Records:
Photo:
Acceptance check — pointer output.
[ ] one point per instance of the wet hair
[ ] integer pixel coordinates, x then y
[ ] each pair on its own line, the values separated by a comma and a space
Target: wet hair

* Stated goal *
Please present every line of the entries above as a numbered list, skipping any blank lines.

* In response *
1. Photo:
2. Acceptance check — pointer output.
3. [ ] one point per instance of the wet hair
4. [ ] integer pixel coordinates, x then y
5. [ ] each pair on its own line, the values separated by a comma and a space
6. Target: wet hair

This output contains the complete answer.